Extract to read:

◇ ◇ ◇ ◇ ◇ ◇ ◇

Yes, it’s really a combination of things. First of all the team that we’ve built and David has built up in Alaska and Tennessee, as they’ve been really growing and adding just very qualified people to handle the increased amount of activity and we certainly wouldn’t increase our drilling activity beyond the capabilities of our current staff and we’re very proud of the folks that we have working. But we do feel that we can add some additional rigs.

We have our Board approved budget of almost $300 million of projects and acquisition over the first six months of this year and we have the projects that we’re not going to complete this year like Sabre that were in that budget and those were some big $30 million wells as a reason that we did not drill Sabre because we couldn’t find a rig that we found would be suitable in time to be in addition before the ice moved into the Cook Inlet.

So that won’t be drilled in our 2014 budget, but we felt that we have the capability to handle it. With the Armstrong acquisition, we certainly feel that we have the ability to drill four wells a year and the team in place to do it.

So there are a number of things that could affect our CapEx, but we’re certainly not going to go beyond our capabilities as the expected increase and available capital is really into the business, is usual for us because we have not changed our development plan because of lack of capital. We’ve always found the capital that we needed and we still feel confident we’re going to do it.

So for next year we expect to have Rig 35. So next five years, Rig 35 drilling into the Redoubt Shoals structure that’s just been moved to this new leg. So there is seven wells that can be drilled from where it currently sits and we’ll expect to do that over the next two years.

◇ ◇ ◇ ◇ ◇ ◇ ◇

To do:
[a] Write down each distinct number written in digits in the drilling remarks, one time each.
[b] Reproduce the drilling remarks word for word, from "So that won’t" up to and including "place to do it.".

Dataset rows:
◇ ◇ ◇ ◇ ◇ ◇ ◇

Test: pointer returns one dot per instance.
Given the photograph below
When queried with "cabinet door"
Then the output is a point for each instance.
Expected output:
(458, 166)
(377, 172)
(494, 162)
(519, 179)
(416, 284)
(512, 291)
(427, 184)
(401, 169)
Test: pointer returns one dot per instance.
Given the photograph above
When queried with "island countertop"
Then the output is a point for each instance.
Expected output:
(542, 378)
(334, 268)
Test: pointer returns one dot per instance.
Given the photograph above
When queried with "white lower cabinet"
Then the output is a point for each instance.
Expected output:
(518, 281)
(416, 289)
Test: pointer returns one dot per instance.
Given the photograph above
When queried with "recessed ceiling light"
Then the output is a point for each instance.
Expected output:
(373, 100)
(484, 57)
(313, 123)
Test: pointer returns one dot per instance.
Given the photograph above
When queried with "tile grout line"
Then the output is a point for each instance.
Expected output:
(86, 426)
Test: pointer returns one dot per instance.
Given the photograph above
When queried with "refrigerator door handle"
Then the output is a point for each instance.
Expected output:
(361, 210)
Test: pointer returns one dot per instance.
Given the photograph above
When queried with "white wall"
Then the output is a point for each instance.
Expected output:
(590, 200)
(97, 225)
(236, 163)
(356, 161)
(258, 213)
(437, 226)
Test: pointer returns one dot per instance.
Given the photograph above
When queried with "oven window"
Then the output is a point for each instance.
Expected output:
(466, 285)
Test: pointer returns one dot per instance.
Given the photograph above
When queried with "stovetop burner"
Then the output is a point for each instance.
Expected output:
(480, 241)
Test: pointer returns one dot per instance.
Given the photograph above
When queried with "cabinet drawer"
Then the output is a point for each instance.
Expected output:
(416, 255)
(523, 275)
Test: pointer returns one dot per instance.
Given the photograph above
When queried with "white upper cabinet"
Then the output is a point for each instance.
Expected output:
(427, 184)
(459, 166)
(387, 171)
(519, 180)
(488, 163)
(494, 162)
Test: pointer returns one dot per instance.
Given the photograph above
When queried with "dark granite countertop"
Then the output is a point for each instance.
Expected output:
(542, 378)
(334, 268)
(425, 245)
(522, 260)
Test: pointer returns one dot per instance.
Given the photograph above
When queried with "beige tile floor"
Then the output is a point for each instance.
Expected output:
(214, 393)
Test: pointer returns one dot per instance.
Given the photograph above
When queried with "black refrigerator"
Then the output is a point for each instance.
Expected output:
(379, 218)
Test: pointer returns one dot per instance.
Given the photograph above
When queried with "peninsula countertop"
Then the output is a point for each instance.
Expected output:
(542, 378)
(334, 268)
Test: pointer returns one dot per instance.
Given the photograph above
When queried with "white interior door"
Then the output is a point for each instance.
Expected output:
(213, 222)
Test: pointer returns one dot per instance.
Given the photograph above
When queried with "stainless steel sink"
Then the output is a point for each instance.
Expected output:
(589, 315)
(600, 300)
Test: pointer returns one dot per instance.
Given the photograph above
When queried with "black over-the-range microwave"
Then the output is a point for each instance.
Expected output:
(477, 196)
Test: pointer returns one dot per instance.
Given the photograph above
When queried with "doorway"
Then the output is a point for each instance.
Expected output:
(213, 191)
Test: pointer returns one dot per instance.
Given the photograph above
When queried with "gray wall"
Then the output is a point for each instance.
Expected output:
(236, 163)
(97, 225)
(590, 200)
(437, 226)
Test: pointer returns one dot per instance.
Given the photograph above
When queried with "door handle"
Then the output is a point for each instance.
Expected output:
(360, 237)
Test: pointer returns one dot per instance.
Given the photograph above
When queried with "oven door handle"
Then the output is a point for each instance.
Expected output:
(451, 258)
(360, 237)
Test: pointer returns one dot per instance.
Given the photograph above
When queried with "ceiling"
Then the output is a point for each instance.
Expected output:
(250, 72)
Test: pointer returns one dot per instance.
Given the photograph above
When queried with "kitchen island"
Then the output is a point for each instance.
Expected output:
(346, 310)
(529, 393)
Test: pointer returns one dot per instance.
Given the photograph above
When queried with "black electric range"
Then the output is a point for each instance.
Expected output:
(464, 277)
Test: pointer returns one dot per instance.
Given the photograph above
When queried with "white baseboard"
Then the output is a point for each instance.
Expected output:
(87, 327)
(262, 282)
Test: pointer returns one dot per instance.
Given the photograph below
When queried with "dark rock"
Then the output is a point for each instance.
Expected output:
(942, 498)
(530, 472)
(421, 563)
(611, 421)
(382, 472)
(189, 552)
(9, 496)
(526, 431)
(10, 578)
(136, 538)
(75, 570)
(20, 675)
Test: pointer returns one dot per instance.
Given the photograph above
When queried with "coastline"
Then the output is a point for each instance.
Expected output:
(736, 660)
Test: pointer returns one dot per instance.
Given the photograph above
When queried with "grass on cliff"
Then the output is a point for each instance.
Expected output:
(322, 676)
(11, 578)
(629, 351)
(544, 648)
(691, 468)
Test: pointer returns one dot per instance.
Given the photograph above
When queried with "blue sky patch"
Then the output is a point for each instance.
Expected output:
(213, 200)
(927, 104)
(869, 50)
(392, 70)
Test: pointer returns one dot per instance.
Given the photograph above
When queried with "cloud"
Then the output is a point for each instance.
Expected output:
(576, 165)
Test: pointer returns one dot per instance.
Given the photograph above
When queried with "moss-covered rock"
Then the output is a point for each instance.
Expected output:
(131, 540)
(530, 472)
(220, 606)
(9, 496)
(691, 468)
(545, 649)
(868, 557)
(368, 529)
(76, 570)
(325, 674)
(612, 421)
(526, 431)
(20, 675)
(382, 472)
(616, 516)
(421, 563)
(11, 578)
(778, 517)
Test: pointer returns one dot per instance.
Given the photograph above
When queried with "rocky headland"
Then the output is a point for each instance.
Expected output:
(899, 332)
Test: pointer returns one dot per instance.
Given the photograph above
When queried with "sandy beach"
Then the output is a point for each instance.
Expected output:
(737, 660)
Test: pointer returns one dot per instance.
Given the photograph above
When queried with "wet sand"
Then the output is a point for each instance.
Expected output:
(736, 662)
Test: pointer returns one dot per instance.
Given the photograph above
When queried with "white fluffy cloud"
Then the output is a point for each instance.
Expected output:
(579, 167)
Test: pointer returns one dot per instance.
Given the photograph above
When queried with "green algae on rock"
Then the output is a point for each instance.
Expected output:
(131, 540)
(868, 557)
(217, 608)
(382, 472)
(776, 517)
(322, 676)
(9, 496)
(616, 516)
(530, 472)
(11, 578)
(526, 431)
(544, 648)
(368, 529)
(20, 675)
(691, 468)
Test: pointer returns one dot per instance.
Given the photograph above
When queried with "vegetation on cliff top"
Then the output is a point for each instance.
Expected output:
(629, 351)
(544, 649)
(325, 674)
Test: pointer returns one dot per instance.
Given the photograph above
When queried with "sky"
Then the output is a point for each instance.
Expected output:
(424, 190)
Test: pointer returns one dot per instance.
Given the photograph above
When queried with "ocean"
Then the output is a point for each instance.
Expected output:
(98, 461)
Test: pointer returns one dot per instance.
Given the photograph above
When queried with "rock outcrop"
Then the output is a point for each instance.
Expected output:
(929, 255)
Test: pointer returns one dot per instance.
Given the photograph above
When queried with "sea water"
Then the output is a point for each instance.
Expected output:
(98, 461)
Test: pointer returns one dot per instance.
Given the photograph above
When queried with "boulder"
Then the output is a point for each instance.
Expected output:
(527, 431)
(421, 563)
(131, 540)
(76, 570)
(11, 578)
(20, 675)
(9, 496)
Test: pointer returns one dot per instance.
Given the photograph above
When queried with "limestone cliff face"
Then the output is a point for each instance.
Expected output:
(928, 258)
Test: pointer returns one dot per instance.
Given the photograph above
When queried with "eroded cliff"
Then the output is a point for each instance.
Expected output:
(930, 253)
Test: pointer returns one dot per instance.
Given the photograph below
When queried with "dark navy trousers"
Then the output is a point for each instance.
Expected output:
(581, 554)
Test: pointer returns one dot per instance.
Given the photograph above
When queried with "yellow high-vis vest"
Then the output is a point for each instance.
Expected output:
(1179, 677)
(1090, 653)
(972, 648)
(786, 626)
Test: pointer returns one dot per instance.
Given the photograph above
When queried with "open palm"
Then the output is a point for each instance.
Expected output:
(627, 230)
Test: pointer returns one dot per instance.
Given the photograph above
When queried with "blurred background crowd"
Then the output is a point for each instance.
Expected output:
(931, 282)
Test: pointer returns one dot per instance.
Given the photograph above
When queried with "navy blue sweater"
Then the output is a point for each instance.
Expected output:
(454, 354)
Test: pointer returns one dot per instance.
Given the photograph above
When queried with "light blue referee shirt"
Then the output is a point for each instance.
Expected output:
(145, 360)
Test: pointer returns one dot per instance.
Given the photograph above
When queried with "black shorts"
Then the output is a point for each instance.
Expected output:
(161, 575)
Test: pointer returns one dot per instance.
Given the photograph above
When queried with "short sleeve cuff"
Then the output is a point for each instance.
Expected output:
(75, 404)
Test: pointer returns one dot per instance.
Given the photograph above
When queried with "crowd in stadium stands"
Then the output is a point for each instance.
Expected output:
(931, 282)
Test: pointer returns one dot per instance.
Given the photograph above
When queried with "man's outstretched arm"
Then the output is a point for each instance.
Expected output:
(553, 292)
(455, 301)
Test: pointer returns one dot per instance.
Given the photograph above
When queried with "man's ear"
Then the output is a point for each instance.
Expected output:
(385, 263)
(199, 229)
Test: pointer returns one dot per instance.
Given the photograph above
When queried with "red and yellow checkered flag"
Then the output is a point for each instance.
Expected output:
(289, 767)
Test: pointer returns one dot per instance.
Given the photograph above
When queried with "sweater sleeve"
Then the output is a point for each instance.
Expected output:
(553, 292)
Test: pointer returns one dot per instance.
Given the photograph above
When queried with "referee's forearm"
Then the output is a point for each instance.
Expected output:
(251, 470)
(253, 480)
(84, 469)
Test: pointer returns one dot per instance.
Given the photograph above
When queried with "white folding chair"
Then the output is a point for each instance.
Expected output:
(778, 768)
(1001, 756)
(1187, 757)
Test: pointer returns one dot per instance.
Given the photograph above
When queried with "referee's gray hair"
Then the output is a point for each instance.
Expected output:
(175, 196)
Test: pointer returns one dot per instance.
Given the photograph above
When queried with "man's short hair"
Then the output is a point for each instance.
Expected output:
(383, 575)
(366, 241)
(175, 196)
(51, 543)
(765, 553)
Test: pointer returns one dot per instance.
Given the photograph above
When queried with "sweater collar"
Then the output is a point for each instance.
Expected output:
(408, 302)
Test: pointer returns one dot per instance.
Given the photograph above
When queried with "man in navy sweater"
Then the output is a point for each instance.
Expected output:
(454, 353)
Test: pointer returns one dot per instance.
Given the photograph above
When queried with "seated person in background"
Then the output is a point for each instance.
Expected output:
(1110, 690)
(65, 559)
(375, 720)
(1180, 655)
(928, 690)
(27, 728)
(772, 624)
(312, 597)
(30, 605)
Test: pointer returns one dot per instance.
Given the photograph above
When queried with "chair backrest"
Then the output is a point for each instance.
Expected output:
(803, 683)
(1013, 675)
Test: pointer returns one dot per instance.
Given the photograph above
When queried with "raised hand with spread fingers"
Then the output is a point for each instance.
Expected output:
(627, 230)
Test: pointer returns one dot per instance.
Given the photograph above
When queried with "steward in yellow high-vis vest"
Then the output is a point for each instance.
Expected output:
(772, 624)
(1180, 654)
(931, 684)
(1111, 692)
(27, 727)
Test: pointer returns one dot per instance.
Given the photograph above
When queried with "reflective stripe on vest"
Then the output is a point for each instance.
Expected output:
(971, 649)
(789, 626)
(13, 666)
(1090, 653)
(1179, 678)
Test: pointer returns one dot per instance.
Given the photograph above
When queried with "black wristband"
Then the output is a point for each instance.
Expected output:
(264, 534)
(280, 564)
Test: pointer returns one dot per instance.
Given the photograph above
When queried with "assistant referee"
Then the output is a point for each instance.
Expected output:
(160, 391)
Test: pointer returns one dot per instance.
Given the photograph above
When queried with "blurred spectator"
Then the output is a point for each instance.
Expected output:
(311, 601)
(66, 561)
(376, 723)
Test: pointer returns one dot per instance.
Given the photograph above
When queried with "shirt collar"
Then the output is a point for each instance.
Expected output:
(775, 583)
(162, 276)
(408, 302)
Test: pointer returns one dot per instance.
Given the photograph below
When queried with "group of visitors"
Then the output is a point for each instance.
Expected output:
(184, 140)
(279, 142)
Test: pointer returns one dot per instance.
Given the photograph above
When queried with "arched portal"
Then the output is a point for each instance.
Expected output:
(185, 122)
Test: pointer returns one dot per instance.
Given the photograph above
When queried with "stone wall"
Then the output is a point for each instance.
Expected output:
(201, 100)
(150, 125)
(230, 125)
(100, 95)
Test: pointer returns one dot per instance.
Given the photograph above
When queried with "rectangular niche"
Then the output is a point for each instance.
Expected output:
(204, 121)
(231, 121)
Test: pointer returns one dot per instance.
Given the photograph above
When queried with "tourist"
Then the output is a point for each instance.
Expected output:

◇ ◇ ◇ ◇ ◇ ◇ ◇

Solutions to the tasks:
[a] 300, 30, 2014, 35

[b]
So that won’t be drilled in our 2014 budget, but we felt that we have the capability to handle it. With the Armstrong acquisition, we certainly feel that we have the ability to drill four wells a year and the team in place to do it.